- Direction -
Below are records to repeat exactly. Omit the pictures from the copy.

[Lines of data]

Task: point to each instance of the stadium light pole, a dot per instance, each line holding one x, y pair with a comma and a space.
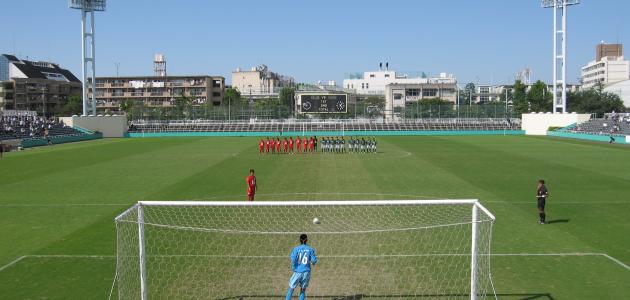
559, 55
88, 52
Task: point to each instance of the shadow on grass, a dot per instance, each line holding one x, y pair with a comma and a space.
558, 221
523, 296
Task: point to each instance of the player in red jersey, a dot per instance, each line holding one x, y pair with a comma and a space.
251, 185
291, 145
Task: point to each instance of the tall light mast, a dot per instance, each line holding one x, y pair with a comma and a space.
88, 7
559, 54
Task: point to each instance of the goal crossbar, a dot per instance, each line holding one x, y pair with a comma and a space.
136, 214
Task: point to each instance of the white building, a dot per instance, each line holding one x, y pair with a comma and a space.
259, 82
622, 89
375, 82
609, 67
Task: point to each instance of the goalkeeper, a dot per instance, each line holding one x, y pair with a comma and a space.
302, 257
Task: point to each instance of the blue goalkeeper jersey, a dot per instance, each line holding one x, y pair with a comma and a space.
302, 257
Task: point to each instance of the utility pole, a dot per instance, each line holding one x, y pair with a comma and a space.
559, 54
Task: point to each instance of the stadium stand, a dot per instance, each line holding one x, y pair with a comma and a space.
618, 126
477, 124
23, 127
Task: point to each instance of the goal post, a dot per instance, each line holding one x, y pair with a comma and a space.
366, 249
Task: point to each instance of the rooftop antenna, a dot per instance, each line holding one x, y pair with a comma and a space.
88, 7
159, 65
559, 55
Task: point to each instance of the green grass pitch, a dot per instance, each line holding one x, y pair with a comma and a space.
57, 204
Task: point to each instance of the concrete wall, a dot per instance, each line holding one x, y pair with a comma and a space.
539, 123
622, 89
112, 126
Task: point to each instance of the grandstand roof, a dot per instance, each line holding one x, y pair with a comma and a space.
41, 70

- Result -
Task: point to each instance of the stadium light pole, a dot per instance, each line holding one x, y pair with a comma and a space.
559, 55
88, 52
Task: point to each instance of the shadow on grass, a dot per instance, each line holding one x, y pair with a comma and a space.
558, 221
523, 296
Task: point to each instance of the player in red jersey, a dot per instance, each line holding one x, y pair with a comma and a space.
251, 185
291, 145
Task: point to each instance of the tall light mast, a dot per instance, each line holding one x, y pair with a comma and a space.
88, 7
559, 54
Task: point to each instance of the goal crossbar, a dot per instance, each line holding one x, y pair with a comma and a space.
136, 214
Task: point to each instance of the white building, a dot per instance, each line holding one x, y pair with a comma and a space.
259, 82
622, 89
375, 82
609, 67
Task: point to each instance of the goalkeeper, a dot per instance, each line holding one x, y pair with a comma and a space.
302, 257
Task: point to each instance of the blue goalkeeper jersey, a dot per instance, each line holding one x, y pair with a comma and a space.
302, 257
Task: point to each instance of the utility pole, a dot per instance, each line holding one x, y pair with a comma and a space.
559, 54
Task: point to each instance of the stadium stand, a dot per instance, each line holding one x, y pair with a comma and a space.
618, 126
477, 124
23, 127
Task: point to each instance of the goal post, a dot per instance, each line holding one x, y pair with a comma and a space.
366, 249
Task: point to each instance of the rooftop antenna, a dot per instance, each line holding one x, y pair with a comma and a space.
88, 7
159, 65
559, 55
Task: point to each instance of the green grass pitch, a dot per instance, each line holding one x, y pair with a comma and a space.
57, 204
Task: point to each instance of the concrete wall, a dot per instance, each line holding one x, y pair with a comma and a space.
539, 123
622, 89
112, 126
Task: point to each instance of the grandstand roof, a dot per instance, each line holding one x, y pair with a comma and a space.
41, 70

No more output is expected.